* STATED EXERCISE: Retype the material verbatim, starting with the line that contains "subject: **gray hair**" and going on through the line that contains "POLYGON ((202 250, 201", both included.

* RECORDS FOR THE EXERCISE:
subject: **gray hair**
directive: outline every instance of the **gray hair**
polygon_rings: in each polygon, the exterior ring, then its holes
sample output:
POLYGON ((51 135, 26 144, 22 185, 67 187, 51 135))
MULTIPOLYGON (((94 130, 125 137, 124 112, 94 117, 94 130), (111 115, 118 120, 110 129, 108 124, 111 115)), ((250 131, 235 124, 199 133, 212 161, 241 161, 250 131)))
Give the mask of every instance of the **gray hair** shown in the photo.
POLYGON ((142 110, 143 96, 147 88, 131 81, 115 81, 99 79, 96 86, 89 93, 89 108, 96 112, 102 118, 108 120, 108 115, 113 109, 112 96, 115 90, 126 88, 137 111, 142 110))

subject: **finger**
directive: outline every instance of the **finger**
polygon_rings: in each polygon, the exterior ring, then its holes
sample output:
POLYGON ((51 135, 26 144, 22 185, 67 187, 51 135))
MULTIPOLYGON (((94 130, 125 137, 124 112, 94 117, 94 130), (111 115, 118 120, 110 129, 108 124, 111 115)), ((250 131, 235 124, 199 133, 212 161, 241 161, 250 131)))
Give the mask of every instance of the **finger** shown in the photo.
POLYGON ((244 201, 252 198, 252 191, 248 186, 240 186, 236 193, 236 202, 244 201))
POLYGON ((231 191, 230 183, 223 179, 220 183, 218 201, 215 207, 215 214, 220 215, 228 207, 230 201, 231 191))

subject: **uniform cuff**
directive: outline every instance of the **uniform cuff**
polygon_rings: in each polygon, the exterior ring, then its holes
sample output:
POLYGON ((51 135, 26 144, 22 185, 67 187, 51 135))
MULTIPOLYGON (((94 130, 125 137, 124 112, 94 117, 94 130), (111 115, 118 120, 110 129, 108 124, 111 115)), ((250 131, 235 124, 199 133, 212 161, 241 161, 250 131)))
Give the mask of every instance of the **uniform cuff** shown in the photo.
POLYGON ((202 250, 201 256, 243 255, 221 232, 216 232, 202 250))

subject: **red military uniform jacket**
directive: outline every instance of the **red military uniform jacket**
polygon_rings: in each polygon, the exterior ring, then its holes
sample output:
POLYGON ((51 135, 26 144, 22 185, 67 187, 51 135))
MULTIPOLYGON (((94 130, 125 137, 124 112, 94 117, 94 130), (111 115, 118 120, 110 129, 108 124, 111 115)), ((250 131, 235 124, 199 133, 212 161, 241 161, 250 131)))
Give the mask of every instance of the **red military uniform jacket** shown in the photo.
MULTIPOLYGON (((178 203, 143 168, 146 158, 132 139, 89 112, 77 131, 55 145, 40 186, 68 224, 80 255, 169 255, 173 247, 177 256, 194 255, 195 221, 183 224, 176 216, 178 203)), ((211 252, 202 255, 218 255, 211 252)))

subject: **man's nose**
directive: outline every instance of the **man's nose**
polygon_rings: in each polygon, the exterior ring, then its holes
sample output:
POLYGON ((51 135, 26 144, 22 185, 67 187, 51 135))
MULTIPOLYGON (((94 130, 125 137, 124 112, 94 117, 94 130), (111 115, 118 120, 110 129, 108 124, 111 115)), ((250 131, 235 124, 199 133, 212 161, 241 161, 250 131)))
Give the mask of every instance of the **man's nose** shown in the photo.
==
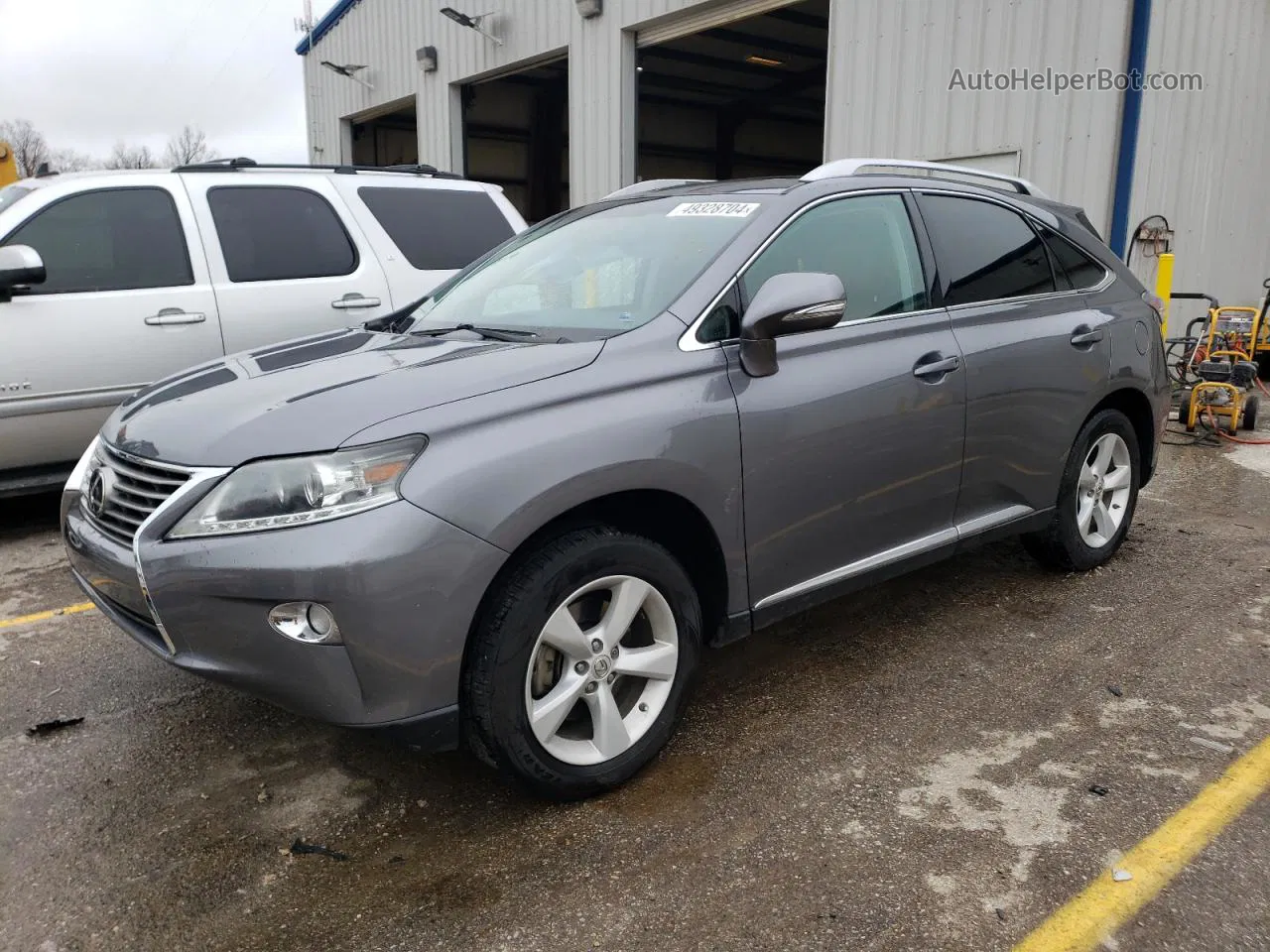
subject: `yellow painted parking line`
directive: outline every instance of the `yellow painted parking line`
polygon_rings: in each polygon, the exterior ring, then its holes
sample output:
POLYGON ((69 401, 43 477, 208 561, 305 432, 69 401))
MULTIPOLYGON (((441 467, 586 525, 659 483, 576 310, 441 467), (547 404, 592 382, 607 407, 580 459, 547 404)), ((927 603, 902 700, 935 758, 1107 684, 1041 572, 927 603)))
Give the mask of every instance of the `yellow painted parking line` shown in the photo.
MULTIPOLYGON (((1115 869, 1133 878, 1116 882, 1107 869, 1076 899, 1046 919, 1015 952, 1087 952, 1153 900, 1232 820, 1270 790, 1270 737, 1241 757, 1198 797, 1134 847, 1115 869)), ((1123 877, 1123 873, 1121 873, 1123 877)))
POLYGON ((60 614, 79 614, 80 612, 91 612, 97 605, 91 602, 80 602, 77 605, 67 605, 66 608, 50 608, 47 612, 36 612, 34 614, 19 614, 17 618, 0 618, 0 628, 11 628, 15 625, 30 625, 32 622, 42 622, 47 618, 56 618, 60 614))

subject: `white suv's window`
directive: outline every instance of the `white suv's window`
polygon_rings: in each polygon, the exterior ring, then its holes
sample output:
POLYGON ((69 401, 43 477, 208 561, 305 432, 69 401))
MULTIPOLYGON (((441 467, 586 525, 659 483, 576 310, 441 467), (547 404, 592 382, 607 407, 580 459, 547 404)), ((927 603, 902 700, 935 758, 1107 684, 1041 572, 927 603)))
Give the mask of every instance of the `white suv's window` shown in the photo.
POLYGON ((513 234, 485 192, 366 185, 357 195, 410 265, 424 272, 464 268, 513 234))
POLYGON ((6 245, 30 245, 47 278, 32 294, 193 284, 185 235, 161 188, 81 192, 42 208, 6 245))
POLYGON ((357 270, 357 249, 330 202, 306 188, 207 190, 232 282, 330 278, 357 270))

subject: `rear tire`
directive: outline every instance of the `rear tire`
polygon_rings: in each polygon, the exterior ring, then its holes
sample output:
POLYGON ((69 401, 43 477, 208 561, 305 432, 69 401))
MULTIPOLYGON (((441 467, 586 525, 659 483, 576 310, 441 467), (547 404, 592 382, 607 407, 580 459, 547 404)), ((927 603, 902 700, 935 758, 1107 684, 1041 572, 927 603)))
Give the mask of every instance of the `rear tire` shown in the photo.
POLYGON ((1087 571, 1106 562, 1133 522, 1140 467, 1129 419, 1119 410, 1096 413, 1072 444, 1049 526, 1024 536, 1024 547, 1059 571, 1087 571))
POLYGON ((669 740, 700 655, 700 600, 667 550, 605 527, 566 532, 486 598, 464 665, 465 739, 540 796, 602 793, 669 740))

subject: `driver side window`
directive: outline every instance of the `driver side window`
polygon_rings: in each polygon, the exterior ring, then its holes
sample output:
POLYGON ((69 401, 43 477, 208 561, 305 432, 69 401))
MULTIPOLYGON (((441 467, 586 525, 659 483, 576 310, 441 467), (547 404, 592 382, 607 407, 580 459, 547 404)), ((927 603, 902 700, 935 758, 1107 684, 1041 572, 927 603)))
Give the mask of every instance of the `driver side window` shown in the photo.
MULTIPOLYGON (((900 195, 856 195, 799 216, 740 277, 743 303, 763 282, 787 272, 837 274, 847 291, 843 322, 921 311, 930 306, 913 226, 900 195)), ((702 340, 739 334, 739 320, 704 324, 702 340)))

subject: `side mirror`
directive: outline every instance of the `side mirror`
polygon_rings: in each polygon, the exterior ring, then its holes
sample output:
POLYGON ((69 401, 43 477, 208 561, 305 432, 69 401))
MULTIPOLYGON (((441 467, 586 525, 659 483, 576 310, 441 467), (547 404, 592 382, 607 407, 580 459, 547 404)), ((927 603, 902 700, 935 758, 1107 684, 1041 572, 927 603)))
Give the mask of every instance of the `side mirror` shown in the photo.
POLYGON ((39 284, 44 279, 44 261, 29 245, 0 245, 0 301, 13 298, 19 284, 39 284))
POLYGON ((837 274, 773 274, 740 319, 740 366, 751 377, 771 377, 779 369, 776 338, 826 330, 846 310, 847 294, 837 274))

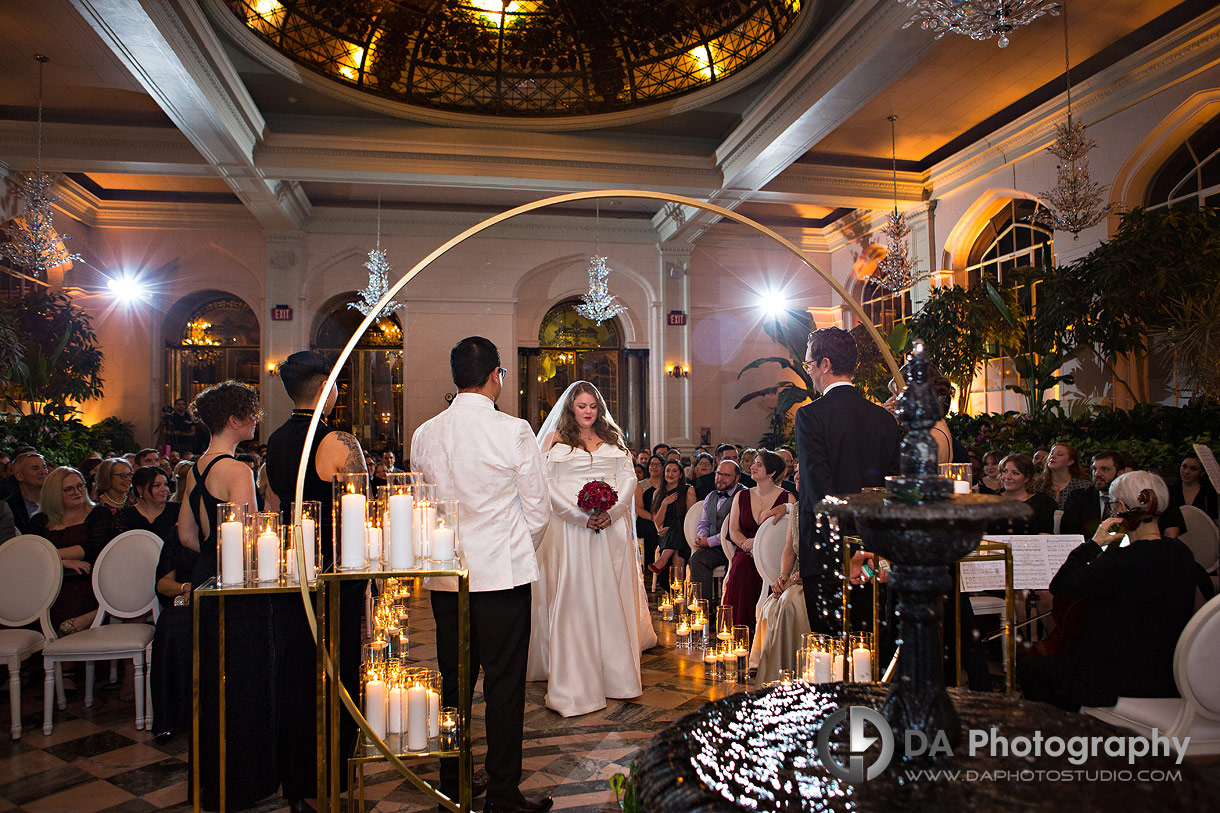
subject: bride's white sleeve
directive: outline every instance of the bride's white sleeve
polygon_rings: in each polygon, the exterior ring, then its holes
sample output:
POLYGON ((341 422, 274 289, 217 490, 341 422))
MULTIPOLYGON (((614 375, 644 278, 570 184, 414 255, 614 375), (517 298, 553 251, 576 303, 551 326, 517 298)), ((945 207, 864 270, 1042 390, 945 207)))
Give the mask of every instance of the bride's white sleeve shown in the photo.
* * *
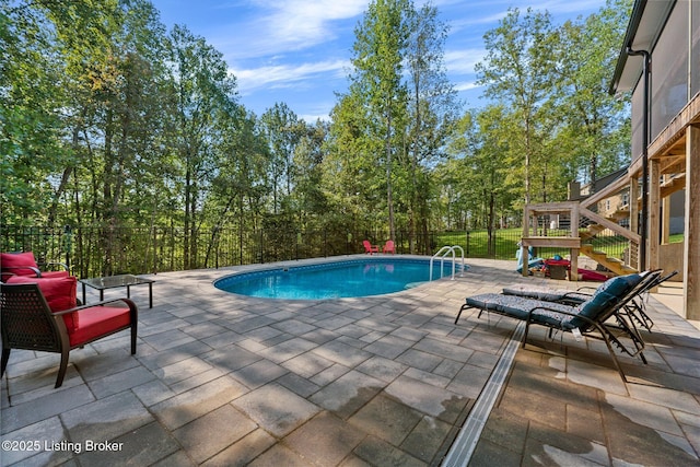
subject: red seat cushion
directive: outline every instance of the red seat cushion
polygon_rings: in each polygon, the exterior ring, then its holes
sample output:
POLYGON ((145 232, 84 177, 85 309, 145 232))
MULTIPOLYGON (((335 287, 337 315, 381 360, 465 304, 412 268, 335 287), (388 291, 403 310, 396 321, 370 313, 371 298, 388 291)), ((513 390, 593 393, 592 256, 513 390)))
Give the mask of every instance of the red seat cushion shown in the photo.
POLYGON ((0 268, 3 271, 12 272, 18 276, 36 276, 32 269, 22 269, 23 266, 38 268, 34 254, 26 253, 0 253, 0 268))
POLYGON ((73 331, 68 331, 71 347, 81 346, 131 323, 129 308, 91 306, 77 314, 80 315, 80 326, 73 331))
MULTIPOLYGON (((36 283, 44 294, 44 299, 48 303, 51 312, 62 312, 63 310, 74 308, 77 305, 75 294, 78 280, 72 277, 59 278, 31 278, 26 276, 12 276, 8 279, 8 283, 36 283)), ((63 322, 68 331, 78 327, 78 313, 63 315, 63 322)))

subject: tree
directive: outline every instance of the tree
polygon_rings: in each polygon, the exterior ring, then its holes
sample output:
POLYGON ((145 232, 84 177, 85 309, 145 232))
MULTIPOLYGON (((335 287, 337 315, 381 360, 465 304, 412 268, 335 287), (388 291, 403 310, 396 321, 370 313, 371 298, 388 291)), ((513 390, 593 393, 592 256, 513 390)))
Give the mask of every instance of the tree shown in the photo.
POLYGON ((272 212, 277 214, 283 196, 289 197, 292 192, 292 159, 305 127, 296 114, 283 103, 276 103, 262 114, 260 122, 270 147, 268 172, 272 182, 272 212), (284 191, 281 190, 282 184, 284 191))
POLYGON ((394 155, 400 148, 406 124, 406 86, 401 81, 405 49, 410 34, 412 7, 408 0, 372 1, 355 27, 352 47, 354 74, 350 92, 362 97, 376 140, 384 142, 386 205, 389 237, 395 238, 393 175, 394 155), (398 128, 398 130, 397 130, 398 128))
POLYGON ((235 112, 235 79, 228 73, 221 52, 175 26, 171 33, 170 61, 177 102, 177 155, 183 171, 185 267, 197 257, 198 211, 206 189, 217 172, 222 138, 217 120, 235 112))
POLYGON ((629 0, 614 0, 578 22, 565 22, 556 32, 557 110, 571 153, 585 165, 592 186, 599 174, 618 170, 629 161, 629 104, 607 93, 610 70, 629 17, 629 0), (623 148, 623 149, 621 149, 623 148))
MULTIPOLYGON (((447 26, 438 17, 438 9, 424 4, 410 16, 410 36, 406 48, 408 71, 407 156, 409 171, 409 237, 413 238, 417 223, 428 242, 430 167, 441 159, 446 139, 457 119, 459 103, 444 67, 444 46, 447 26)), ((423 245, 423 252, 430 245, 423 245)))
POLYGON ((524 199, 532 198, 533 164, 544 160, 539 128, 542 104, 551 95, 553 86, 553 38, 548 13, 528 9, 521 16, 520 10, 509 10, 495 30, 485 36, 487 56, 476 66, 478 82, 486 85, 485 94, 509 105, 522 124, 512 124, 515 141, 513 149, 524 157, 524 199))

* FULL ANSWER:
subject: **gray hair**
directive: outline every instance of the **gray hair**
polygon_rings: in each polygon, the exterior ring, then its holes
sample output:
POLYGON ((51 135, 26 144, 22 185, 67 187, 51 135))
MULTIPOLYGON (((94 130, 125 137, 124 112, 94 117, 94 130), (111 115, 118 120, 110 129, 108 124, 111 115)), ((250 131, 235 124, 199 133, 212 161, 241 161, 250 131)))
Give the mask of every instance of the **gray hair** shown in the photo.
POLYGON ((142 110, 143 96, 147 88, 131 81, 115 81, 99 79, 96 86, 89 93, 89 108, 96 112, 102 118, 108 120, 108 115, 113 109, 112 96, 115 90, 126 88, 137 111, 142 110))

subject: **finger**
directive: outline every instance of the **finger**
polygon_rings: in each polygon, the exterior ring, then its holes
sample output:
POLYGON ((51 135, 26 144, 22 185, 67 187, 51 135))
MULTIPOLYGON (((94 130, 125 137, 124 112, 94 117, 94 130), (111 115, 118 120, 110 129, 108 124, 111 115)), ((250 131, 235 124, 199 133, 212 161, 241 161, 250 131)))
Give the mask of every instance of the **finger** shown in the photo.
POLYGON ((244 201, 252 198, 252 191, 248 186, 240 186, 236 193, 236 202, 244 201))
POLYGON ((231 191, 230 183, 223 179, 220 183, 218 201, 215 207, 215 214, 220 215, 228 207, 230 201, 231 191))

subject: **uniform cuff**
directive: outline every instance of the **uniform cuff**
polygon_rings: in each polygon, the exterior ring, then its holes
sample output:
POLYGON ((51 135, 26 144, 22 185, 67 187, 51 135))
MULTIPOLYGON (((94 130, 125 137, 124 112, 94 117, 94 130), (111 115, 118 120, 110 129, 108 124, 111 115)), ((250 131, 235 124, 199 133, 212 161, 241 161, 250 131)))
Give the mask of every instance of the **uniform cuff** shown in the photo.
POLYGON ((202 250, 201 256, 243 255, 221 232, 216 232, 202 250))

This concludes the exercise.